### ASSIGNED TASK
Start to finish, write out the entries exactly, leaving the pictures aside.

### INFORMATION SHOWN

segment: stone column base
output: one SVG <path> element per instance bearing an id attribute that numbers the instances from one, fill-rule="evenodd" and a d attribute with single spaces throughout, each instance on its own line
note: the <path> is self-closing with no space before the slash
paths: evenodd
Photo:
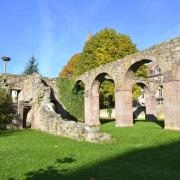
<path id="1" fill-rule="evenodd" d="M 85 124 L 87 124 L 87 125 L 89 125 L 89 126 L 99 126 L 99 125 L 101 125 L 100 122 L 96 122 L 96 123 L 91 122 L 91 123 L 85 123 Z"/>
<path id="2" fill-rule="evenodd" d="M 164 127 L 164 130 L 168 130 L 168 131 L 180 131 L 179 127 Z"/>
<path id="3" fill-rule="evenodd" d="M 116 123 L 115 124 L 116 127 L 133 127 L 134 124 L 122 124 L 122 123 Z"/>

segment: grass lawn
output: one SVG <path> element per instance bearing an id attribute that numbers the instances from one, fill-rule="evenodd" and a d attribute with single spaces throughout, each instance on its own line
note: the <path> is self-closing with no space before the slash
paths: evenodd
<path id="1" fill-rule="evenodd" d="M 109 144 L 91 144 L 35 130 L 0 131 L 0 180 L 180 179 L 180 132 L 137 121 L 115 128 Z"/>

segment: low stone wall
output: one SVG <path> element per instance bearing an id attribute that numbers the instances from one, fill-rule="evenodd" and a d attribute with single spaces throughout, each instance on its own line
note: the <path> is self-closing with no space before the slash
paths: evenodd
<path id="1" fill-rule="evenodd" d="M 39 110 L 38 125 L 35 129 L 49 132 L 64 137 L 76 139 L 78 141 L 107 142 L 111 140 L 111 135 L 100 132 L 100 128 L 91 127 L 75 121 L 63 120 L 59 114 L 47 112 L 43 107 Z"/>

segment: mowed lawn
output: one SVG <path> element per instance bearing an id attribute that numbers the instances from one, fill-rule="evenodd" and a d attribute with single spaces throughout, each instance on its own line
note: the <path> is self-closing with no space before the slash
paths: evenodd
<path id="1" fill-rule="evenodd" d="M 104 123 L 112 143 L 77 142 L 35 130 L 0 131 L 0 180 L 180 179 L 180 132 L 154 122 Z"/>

### TASK RESULT
segment: stone column base
output: one SVG <path> element per instance bearing an id attribute that numbers the instances from one, fill-rule="evenodd" and a d attribute with single spaces throughout, each instance on its own line
note: the <path> is self-closing with no space before the slash
paths: evenodd
Photo:
<path id="1" fill-rule="evenodd" d="M 85 124 L 87 124 L 87 125 L 89 125 L 89 126 L 99 126 L 99 125 L 101 125 L 100 122 L 96 122 L 96 123 L 91 122 L 91 123 L 85 123 Z"/>
<path id="2" fill-rule="evenodd" d="M 164 127 L 164 130 L 168 130 L 168 131 L 180 131 L 179 127 Z"/>
<path id="3" fill-rule="evenodd" d="M 116 123 L 115 124 L 116 127 L 133 127 L 134 124 L 122 124 L 122 123 Z"/>

segment: grass lawn
output: one SVG <path> element per instance bearing an id attribute that numbers the instances from one, fill-rule="evenodd" and a d attribute with single spaces throughout, each instance on its own line
note: the <path> is self-closing with no space before the slash
paths: evenodd
<path id="1" fill-rule="evenodd" d="M 109 144 L 91 144 L 35 130 L 0 131 L 0 180 L 180 179 L 180 132 L 137 121 L 115 128 Z"/>

segment: low stone wall
output: one SVG <path> element per instance bearing an id attribute that numbers the instances from one, fill-rule="evenodd" and a d attribute with single spaces throughout, each instance on its own line
note: the <path> is self-closing with no space before the slash
paths: evenodd
<path id="1" fill-rule="evenodd" d="M 39 110 L 38 125 L 35 129 L 49 132 L 64 137 L 76 139 L 78 141 L 107 142 L 111 140 L 111 135 L 100 132 L 100 128 L 91 127 L 75 121 L 63 120 L 59 114 L 47 112 L 43 107 Z"/>

segment: mowed lawn
output: one SVG <path> element per instance bearing an id attribute that numbers the instances from one, fill-rule="evenodd" and a d attribute with single spaces throughout, each instance on its own line
note: the <path> is self-closing with no space before the slash
paths: evenodd
<path id="1" fill-rule="evenodd" d="M 104 123 L 112 143 L 77 142 L 35 130 L 0 131 L 0 180 L 180 179 L 180 132 L 154 122 Z"/>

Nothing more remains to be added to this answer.